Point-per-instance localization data
::::
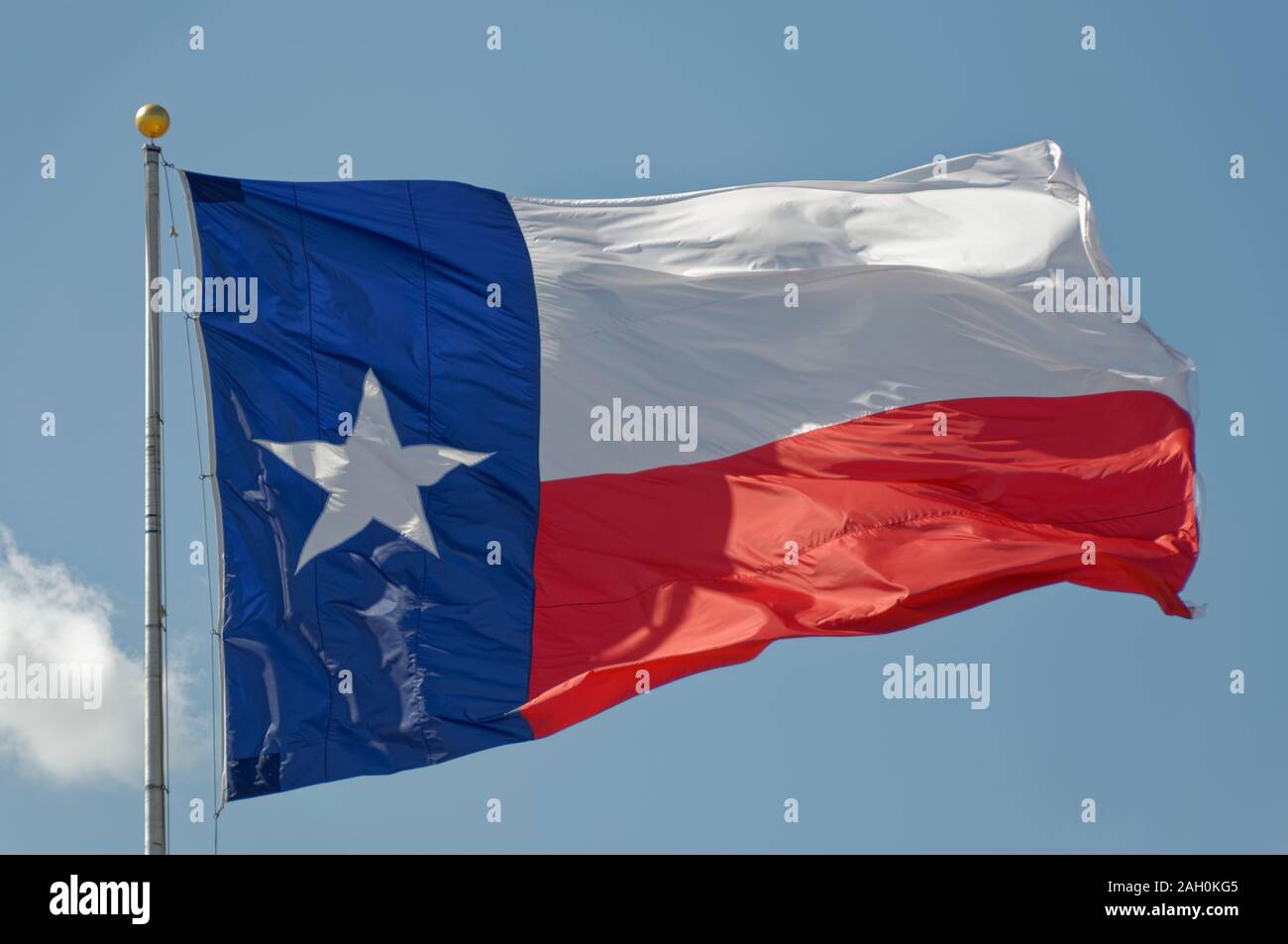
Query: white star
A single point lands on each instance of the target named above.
(372, 478)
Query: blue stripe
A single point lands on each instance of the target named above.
(390, 277)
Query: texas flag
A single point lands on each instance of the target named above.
(485, 465)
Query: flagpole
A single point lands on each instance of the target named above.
(153, 123)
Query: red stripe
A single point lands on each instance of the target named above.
(681, 570)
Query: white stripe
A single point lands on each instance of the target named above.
(914, 287)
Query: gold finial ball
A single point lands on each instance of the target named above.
(153, 120)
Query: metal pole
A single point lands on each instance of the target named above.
(154, 704)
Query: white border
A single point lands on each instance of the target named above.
(214, 487)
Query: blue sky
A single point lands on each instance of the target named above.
(1093, 694)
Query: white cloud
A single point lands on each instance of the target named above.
(50, 618)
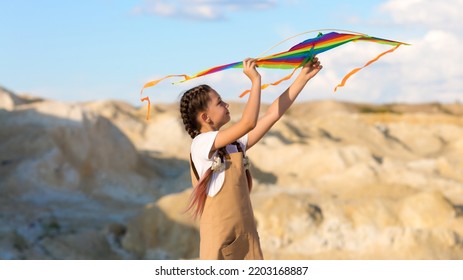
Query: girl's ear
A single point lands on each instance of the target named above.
(203, 117)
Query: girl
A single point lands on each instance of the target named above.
(219, 166)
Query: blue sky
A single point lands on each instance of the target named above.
(107, 49)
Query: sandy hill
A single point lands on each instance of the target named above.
(332, 181)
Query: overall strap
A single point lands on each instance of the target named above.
(194, 168)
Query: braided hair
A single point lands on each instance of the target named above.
(192, 102)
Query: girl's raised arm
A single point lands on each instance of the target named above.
(250, 115)
(283, 102)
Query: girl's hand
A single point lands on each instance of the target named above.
(249, 69)
(311, 69)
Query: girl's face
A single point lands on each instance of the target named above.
(217, 111)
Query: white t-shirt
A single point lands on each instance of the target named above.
(200, 149)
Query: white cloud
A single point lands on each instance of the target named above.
(199, 9)
(430, 13)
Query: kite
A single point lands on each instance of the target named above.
(293, 58)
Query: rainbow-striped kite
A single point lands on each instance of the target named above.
(294, 58)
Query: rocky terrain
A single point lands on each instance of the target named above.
(332, 181)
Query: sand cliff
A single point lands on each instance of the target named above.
(332, 181)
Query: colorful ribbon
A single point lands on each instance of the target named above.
(293, 58)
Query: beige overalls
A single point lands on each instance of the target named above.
(227, 226)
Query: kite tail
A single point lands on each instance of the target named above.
(264, 86)
(360, 68)
(153, 83)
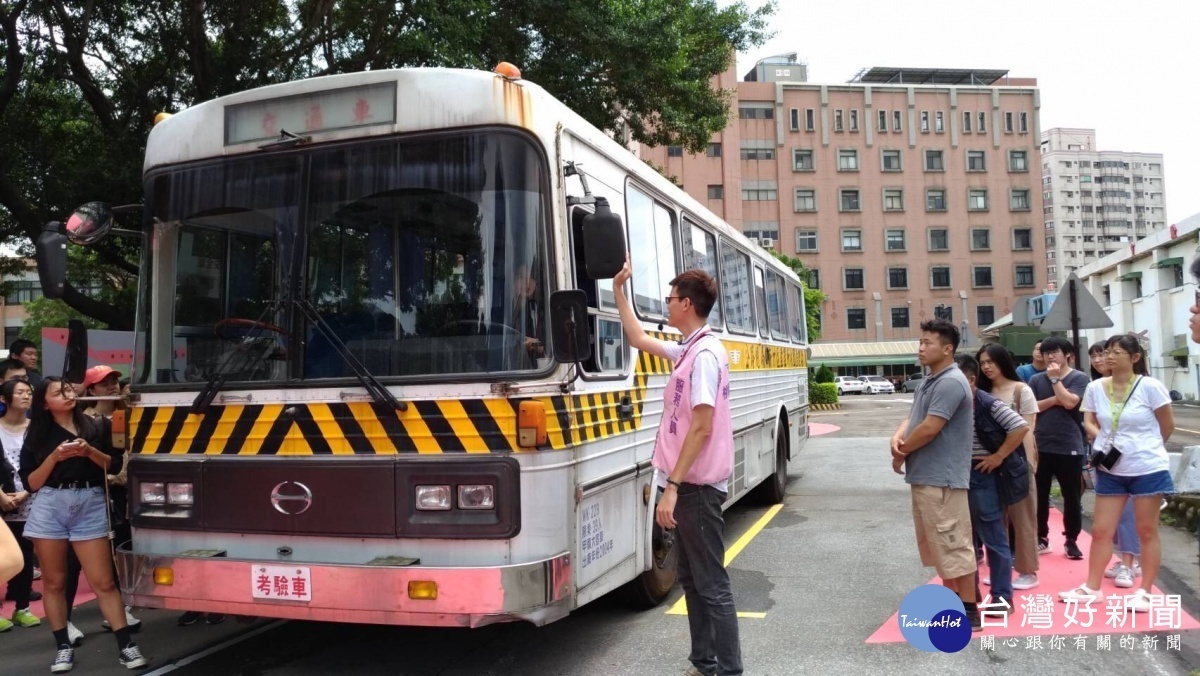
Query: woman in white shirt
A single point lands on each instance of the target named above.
(1129, 416)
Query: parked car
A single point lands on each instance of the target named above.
(913, 382)
(877, 384)
(849, 384)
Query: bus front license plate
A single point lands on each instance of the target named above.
(281, 582)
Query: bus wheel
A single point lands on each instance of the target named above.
(649, 588)
(774, 489)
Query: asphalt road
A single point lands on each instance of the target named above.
(825, 573)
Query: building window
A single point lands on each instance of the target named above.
(982, 276)
(1023, 275)
(849, 201)
(939, 239)
(757, 153)
(935, 199)
(756, 113)
(803, 160)
(805, 241)
(856, 318)
(847, 160)
(759, 193)
(805, 199)
(985, 316)
(977, 199)
(977, 161)
(893, 161)
(893, 199)
(934, 161)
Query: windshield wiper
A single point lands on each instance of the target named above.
(378, 393)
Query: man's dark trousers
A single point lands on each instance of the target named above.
(700, 527)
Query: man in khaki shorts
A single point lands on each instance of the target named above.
(934, 446)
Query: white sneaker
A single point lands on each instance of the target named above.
(1026, 581)
(1123, 578)
(1081, 593)
(73, 635)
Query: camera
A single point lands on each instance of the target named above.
(1107, 460)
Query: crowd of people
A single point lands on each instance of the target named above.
(984, 442)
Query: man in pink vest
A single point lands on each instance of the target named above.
(694, 460)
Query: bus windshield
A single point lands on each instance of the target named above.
(424, 256)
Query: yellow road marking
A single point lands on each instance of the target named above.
(681, 606)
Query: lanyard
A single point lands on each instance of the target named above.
(691, 342)
(1117, 410)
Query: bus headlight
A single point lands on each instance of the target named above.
(479, 496)
(180, 494)
(433, 498)
(153, 492)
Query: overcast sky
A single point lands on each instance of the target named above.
(1128, 70)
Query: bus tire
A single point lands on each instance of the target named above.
(774, 489)
(653, 586)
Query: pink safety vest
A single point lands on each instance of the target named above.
(715, 460)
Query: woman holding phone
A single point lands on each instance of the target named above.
(65, 460)
(1129, 417)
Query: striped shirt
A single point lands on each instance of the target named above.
(1006, 417)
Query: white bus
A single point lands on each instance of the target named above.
(351, 400)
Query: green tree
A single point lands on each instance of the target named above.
(813, 297)
(82, 82)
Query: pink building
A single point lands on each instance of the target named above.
(910, 192)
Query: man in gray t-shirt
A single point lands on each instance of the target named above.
(934, 447)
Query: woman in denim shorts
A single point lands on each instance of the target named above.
(1129, 416)
(65, 460)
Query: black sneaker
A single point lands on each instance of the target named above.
(131, 657)
(1073, 551)
(64, 660)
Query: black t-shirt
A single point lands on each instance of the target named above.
(1057, 430)
(76, 468)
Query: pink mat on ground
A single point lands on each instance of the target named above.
(1059, 573)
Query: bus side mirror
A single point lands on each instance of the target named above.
(569, 325)
(52, 259)
(75, 368)
(90, 223)
(604, 241)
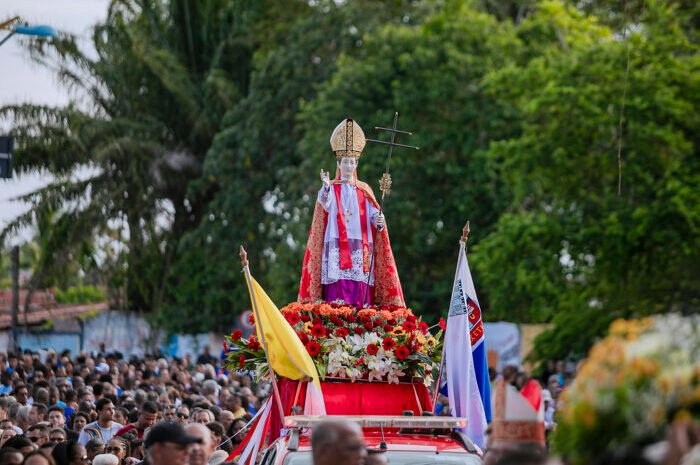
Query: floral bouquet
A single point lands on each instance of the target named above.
(642, 377)
(376, 343)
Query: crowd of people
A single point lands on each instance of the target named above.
(65, 409)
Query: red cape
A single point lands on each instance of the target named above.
(387, 287)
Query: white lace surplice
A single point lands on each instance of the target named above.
(330, 266)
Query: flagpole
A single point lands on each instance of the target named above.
(246, 270)
(462, 247)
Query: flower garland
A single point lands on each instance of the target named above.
(375, 343)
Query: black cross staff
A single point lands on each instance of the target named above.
(385, 181)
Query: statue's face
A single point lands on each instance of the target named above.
(347, 166)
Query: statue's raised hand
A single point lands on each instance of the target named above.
(325, 179)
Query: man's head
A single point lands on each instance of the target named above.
(21, 393)
(38, 434)
(167, 444)
(147, 415)
(199, 453)
(183, 415)
(57, 417)
(11, 456)
(338, 441)
(203, 416)
(105, 410)
(57, 435)
(37, 413)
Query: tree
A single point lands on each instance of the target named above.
(598, 252)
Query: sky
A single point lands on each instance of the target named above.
(22, 81)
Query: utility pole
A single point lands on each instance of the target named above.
(15, 297)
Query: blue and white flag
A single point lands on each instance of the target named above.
(463, 334)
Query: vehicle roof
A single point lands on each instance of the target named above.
(397, 442)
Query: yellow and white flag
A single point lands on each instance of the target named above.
(287, 355)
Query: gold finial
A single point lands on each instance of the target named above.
(465, 233)
(244, 257)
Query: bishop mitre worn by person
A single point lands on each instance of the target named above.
(346, 231)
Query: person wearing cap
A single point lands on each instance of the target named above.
(167, 443)
(348, 235)
(338, 441)
(104, 428)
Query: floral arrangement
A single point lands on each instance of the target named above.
(637, 381)
(376, 343)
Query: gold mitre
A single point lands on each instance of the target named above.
(348, 139)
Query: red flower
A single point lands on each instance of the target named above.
(313, 348)
(402, 352)
(318, 331)
(423, 326)
(388, 343)
(253, 343)
(303, 337)
(342, 332)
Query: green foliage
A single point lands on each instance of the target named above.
(210, 122)
(80, 295)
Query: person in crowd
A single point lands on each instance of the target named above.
(338, 441)
(10, 456)
(57, 417)
(120, 447)
(217, 435)
(70, 453)
(38, 434)
(200, 452)
(183, 415)
(38, 458)
(22, 444)
(95, 447)
(105, 459)
(147, 418)
(203, 416)
(78, 421)
(6, 435)
(58, 435)
(104, 428)
(167, 444)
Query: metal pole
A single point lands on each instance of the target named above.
(7, 37)
(462, 247)
(15, 297)
(246, 270)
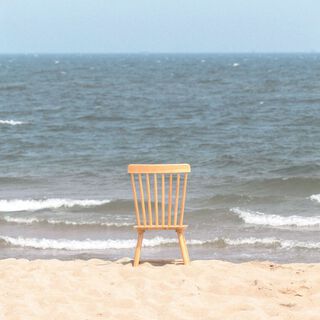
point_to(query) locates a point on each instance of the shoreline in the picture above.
(205, 289)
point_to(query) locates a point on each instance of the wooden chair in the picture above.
(170, 213)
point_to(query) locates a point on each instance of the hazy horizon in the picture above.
(159, 27)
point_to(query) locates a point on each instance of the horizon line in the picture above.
(159, 52)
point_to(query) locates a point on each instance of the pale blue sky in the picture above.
(105, 26)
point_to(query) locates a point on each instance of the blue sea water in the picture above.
(248, 124)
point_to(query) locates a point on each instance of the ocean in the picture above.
(249, 125)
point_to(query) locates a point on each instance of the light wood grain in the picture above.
(153, 223)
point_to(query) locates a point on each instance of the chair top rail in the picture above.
(159, 168)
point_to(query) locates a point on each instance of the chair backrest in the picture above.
(173, 178)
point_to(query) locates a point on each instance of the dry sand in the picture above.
(97, 289)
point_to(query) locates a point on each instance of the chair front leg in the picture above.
(183, 247)
(138, 248)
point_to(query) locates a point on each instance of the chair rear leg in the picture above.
(138, 249)
(183, 247)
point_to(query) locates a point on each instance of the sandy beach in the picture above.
(98, 289)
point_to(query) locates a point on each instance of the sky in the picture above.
(171, 26)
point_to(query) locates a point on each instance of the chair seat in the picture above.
(161, 227)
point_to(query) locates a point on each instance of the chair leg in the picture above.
(138, 249)
(183, 247)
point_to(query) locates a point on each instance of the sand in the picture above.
(98, 289)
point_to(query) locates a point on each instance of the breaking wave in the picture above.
(11, 122)
(315, 197)
(88, 244)
(260, 218)
(33, 220)
(34, 205)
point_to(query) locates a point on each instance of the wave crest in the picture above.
(88, 244)
(260, 218)
(11, 122)
(315, 197)
(34, 205)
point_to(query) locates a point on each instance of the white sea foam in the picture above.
(315, 197)
(274, 220)
(11, 122)
(33, 205)
(88, 244)
(282, 243)
(31, 220)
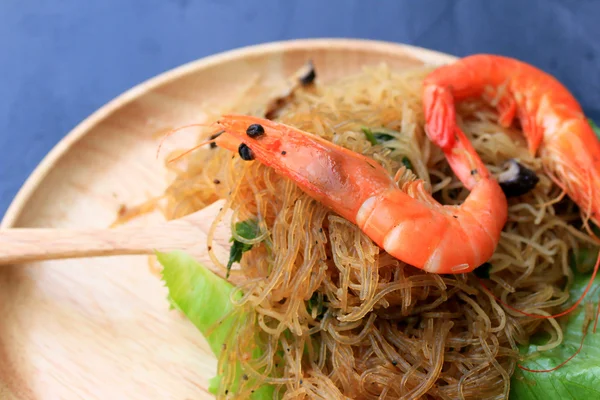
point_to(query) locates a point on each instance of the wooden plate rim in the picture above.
(36, 177)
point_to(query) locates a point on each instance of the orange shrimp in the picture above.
(405, 221)
(552, 121)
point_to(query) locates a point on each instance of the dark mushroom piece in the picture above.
(305, 77)
(517, 179)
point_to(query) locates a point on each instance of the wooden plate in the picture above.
(101, 328)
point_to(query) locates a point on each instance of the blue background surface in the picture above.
(60, 60)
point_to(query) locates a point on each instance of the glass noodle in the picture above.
(336, 316)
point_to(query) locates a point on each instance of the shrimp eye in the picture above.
(255, 130)
(213, 145)
(517, 179)
(245, 152)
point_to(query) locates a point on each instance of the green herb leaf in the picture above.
(595, 128)
(382, 136)
(379, 136)
(580, 377)
(205, 299)
(406, 162)
(248, 230)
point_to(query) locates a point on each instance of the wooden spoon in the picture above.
(21, 245)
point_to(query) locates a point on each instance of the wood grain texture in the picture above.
::::
▶ _EXERCISE_
Each line from the top of the records through the one containing "Query: gold finial ball" needs to be transcribed exactly, without pictures.

▶ _WRITTEN SOLUTION_
Query: white star
A single point lands on each instance of the target named above.
(372, 478)
Query: blue stripe
A single point lands on each instance of the target named above.
(390, 277)
Query: texas flag
A single point lands on each instance of the target named above.
(485, 465)
Query: flagpole
A single point lands on each instance of the target named above.
(153, 123)
Query: red stripe
A single point lands on each instance of the target named above.
(681, 570)
Query: white stripe
A single point lands on each instance of the target named above.
(914, 287)
Query: gold finial ball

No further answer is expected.